## AVAILABLE RECORDS:
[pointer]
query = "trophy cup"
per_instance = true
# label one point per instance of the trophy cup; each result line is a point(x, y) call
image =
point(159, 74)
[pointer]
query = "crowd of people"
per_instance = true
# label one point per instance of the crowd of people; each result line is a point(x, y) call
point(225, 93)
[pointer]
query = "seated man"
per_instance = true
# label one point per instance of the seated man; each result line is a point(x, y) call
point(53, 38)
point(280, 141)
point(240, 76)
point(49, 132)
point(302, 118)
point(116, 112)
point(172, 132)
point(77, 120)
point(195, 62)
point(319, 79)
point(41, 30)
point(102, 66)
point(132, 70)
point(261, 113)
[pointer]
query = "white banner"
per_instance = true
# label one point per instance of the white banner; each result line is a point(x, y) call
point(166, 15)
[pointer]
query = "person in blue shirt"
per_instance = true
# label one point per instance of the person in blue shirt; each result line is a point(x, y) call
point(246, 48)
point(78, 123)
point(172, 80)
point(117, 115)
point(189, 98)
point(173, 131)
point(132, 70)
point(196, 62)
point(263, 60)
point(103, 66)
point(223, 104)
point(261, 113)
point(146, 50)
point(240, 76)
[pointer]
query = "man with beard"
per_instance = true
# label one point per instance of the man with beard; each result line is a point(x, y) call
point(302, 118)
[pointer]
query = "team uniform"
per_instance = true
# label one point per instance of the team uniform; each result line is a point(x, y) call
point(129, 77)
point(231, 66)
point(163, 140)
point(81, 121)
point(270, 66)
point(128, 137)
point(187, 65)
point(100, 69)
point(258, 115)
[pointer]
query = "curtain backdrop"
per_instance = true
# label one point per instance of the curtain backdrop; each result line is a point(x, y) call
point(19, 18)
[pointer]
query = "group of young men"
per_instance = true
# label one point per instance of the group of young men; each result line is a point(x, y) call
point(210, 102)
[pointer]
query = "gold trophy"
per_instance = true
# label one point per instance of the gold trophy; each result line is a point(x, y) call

## TASK OBJECTIVE:
Rewrite all of the items above, changing each "query" to "prompt" and leaving every other character as it is.

## RESULT OF THIS EXERCISE:
[pointer]
prompt = "trophy cup"
per_instance = true
# label one point per instance of the trophy cup; each result line is a point(x, y) call
image =
point(159, 74)
[pointer]
prompt = "crowd of people"
per_instance = true
# label one point per instance of the crowd of people; each result line is a point(x, y) call
point(225, 93)
[pointer]
prompt = "seated man"
per_instance = true
# label one point per instance of the seated man; each result line is a point(x, y) call
point(53, 38)
point(280, 141)
point(240, 76)
point(49, 132)
point(302, 118)
point(116, 112)
point(172, 132)
point(77, 120)
point(195, 62)
point(319, 79)
point(41, 30)
point(102, 66)
point(132, 70)
point(261, 113)
[pointer]
prompt = "white banner"
per_instance = true
# label one point per instance of the white banner; each result line is a point(x, y) call
point(166, 15)
[pointer]
prompt = "person in blue shirt"
per_instance = true
# label one point per instance of the person in blue shirt; each result line is a point(x, y) call
point(246, 48)
point(78, 123)
point(172, 80)
point(117, 115)
point(189, 98)
point(173, 131)
point(132, 70)
point(196, 62)
point(263, 60)
point(103, 66)
point(223, 104)
point(261, 113)
point(146, 50)
point(240, 76)
[pointer]
prompt = "man with beard"
per_instance = true
# label one point per instance of the man with beard; each result line is a point(x, y) call
point(302, 118)
[pointer]
prompt = "team uniform"
per_instance = true
# label one point per instance of the team uniform; each result line is a point(x, y) call
point(129, 77)
point(231, 66)
point(163, 140)
point(81, 121)
point(270, 66)
point(128, 137)
point(187, 65)
point(100, 69)
point(258, 115)
[pointer]
prompt = "curtain backdrop"
per_instance = true
# label one point per instance of the curtain backdrop; each result line is a point(x, y) call
point(19, 18)
[pointer]
prompt = "group of young men"
per_instance = true
# label one point per instance of the group of young men; each result line is a point(x, y) call
point(210, 102)
[pointer]
prompt = "gold trophy"
per_instance = true
# label one point per instance of the gold trophy; each result line is a point(x, y) call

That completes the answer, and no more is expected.